* [Task requirements] Whenever a line in the records below holds the string "outline", copy it out.

* [Dataset content]
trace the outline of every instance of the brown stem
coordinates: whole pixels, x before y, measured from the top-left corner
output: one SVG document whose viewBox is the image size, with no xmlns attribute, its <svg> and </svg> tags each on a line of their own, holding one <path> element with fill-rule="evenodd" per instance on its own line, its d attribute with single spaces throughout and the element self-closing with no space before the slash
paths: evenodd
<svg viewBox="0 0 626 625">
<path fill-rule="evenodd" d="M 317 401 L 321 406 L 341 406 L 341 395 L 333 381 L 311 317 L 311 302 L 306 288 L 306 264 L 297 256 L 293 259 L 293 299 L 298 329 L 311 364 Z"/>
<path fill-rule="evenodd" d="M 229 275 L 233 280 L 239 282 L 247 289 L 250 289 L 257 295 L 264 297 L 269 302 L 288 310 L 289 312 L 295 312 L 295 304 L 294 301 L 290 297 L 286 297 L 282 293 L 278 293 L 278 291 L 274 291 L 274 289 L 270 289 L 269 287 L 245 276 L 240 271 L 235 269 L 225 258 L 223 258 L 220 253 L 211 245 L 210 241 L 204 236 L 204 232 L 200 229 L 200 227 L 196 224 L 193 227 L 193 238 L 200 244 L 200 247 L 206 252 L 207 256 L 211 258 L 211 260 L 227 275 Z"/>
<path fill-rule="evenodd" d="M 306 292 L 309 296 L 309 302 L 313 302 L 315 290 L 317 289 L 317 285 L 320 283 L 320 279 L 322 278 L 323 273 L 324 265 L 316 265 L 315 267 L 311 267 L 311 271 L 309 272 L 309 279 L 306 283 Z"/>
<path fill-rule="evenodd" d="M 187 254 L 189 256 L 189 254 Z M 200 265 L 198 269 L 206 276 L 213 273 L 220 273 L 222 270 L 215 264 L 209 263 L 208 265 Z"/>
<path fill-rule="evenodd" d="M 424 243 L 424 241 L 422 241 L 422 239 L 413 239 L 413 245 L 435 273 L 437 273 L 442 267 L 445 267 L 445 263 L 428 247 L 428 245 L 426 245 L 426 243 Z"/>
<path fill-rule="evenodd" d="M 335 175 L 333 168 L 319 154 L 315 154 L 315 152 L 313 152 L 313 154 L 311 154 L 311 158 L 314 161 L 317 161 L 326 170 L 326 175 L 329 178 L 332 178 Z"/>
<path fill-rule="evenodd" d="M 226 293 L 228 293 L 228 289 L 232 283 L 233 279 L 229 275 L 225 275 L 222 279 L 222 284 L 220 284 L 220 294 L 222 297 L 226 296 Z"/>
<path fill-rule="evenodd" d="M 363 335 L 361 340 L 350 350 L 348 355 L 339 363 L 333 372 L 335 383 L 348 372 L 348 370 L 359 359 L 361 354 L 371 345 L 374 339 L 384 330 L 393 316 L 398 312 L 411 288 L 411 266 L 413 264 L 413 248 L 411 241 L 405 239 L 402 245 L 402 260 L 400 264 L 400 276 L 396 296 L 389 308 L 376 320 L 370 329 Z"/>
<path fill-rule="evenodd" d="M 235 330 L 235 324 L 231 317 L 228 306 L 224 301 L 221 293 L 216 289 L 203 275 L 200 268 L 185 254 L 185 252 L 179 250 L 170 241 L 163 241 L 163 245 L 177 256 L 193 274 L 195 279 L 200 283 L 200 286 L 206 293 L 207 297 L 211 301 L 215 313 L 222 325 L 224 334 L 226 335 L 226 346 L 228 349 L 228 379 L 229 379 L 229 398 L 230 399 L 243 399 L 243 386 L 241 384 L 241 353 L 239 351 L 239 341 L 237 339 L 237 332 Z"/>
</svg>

==

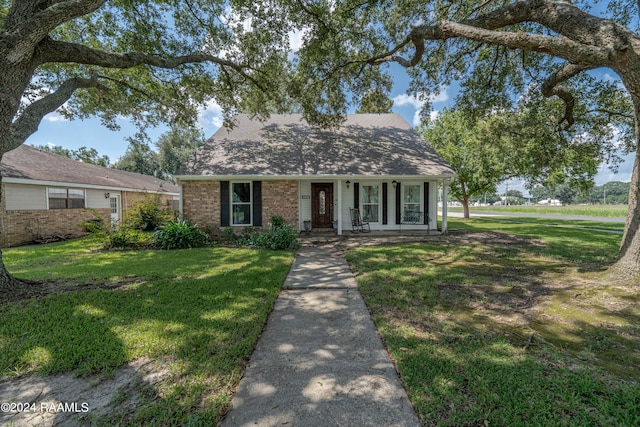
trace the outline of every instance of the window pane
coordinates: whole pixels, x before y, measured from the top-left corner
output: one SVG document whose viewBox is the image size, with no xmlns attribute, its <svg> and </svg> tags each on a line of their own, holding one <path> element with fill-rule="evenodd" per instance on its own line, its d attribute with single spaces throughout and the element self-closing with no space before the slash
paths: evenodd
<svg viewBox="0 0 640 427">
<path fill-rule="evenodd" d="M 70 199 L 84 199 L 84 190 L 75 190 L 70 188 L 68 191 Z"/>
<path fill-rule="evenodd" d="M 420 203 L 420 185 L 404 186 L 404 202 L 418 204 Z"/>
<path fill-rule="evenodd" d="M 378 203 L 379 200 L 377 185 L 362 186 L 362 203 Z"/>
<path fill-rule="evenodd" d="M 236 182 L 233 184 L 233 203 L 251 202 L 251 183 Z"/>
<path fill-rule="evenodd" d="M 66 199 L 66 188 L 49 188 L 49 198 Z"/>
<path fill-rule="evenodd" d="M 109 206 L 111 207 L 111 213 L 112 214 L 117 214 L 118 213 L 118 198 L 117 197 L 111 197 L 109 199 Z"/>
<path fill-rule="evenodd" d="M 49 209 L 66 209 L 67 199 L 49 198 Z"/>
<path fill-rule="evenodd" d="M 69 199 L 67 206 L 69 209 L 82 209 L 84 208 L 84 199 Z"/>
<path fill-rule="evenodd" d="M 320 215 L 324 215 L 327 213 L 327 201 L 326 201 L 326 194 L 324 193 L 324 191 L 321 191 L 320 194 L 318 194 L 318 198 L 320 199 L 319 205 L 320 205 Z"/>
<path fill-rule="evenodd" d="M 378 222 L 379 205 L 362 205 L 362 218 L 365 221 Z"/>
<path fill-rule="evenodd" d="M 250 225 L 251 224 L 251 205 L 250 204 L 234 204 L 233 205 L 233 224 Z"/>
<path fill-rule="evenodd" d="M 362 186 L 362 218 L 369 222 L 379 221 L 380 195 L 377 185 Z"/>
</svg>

* [Expected answer]
trace the outline of every instance of the brown stem
trace the outline of every instance of the window pane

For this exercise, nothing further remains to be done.